George Salis: Your first book of criticism, Eros the Bittersweet, was first published in 1986 and is set to be reprinted later this year as part of Dalkey Archive’s Essentials series. Can you reflect on this early work, how it fits into your oeuvre, and how you expect a new generation of readers to react to it?
Anne Carson: How nice to be thought Essential in some way! Eros the B was made out of a Ph.D. dissertation that had a much wittier title (Odi et Amo Ergo Sum). I still don’t know exactly how. Nothing is more fun than cutting and pasting. And there was a lot of going around 4 corners of a building to see if there might be a 5th corner. Certainly the book had no success at the time. The reviewer in TLS summarized it as “frigid but queasy” and the academic community wrote me off as a popularizer. Funny, popularizing has now become popular, even in the academy.
GS: When you wrote Red Doc>, which is a sequel to your Autobiography of Red, you said, “To live past the end of your myth is a perilous thing.” I’m thinking about how Nikos Kazantzakis wrote The Odyssey: A Modern Sequel. Do you have an opinion on this work specifically and modern Greek literature generally? I wonder if the body of modern Greek literature could be viewed as a perilous sequel to the enduring and nearly omnipresent myths that came before.

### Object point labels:
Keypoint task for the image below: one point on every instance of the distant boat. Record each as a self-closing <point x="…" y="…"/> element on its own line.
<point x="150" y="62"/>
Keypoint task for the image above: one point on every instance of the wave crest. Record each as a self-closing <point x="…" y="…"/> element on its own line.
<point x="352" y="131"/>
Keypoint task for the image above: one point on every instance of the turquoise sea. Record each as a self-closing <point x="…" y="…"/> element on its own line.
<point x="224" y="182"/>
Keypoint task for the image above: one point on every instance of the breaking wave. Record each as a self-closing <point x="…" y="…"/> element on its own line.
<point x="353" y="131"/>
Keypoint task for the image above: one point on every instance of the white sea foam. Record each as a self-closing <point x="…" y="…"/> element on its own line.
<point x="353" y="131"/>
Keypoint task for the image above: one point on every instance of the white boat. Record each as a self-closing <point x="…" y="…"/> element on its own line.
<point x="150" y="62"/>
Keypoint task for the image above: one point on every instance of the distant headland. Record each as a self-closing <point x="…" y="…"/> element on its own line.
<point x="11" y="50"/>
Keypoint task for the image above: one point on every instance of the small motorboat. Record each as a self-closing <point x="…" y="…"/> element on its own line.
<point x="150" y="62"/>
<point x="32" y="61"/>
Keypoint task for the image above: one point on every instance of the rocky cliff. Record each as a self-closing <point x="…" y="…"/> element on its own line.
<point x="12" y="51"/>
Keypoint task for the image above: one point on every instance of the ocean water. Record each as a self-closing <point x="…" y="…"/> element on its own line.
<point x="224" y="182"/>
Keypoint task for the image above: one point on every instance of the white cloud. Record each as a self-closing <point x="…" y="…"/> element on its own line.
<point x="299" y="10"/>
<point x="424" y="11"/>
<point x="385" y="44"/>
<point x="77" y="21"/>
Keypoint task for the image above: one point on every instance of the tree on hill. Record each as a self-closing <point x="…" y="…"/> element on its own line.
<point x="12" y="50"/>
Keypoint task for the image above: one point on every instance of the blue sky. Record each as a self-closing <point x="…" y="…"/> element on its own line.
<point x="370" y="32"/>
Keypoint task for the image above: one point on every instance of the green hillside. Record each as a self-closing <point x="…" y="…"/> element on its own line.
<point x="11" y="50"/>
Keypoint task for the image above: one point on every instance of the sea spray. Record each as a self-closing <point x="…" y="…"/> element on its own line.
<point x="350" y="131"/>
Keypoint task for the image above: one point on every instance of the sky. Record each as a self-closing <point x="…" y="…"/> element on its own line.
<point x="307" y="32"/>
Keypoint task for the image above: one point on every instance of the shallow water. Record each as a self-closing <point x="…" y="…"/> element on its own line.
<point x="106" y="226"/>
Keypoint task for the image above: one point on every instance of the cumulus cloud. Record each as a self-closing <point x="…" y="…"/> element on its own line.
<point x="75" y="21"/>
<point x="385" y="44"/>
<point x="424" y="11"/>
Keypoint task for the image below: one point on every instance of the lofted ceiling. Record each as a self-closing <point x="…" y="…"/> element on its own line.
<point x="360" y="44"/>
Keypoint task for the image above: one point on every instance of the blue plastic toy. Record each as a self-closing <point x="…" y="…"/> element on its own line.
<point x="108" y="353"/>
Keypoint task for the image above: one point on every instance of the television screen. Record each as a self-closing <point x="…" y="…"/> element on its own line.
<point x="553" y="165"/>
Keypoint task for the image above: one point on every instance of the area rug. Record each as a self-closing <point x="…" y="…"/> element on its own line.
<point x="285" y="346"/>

### EXERCISE BRIEF:
In the interview, what was the title of the Ph.D. dissertation that Eros the Bittersweet was made from?

### OUTPUT FOR THIS EXERCISE:
Odi et Amo Ergo Sum